**Set problem:**
Locate each line in the entries below that contains the string "segment", and copy those lines.

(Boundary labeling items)
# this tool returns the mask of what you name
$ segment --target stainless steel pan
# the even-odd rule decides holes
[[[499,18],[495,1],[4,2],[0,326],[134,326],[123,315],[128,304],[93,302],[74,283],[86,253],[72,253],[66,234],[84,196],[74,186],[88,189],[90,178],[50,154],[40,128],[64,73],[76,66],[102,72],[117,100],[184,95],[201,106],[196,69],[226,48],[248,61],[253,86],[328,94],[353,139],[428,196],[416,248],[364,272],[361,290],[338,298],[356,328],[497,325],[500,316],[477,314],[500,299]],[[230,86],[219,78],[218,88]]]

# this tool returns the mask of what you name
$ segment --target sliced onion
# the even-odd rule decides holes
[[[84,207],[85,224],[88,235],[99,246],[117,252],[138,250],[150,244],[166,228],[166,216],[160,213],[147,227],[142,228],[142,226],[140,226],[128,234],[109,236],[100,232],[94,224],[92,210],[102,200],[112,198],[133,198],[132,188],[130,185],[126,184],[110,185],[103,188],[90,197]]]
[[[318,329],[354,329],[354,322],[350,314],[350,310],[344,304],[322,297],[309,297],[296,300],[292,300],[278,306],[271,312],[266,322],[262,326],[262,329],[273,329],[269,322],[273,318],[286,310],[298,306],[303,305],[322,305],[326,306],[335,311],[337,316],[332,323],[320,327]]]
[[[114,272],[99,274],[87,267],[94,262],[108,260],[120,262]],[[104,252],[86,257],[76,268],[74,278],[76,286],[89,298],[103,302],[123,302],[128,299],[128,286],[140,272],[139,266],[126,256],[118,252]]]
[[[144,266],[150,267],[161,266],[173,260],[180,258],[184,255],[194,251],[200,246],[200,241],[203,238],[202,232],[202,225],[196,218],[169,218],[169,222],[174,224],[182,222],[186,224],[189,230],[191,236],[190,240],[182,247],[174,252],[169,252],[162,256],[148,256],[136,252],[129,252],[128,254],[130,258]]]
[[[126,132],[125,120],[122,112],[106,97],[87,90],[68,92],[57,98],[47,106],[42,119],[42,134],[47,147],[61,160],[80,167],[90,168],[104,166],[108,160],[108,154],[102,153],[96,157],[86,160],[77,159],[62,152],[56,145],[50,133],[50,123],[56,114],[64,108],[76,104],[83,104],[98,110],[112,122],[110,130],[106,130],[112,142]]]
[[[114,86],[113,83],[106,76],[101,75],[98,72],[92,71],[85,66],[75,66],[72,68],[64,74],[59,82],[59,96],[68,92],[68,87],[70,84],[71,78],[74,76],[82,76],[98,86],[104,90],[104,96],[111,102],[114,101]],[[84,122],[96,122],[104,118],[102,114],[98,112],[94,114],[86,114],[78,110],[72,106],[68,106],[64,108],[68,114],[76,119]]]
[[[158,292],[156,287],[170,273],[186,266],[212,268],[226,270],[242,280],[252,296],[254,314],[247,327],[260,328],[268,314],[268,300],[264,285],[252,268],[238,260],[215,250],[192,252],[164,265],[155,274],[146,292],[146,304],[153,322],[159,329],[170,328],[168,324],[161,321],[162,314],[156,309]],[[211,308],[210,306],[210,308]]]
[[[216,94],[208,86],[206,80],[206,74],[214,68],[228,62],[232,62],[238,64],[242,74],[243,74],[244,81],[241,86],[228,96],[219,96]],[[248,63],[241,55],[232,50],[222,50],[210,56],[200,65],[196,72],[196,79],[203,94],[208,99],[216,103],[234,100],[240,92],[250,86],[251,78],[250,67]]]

**Reply to the exercise:**
$ segment --target stainless steel pan
$ segment --target sliced onion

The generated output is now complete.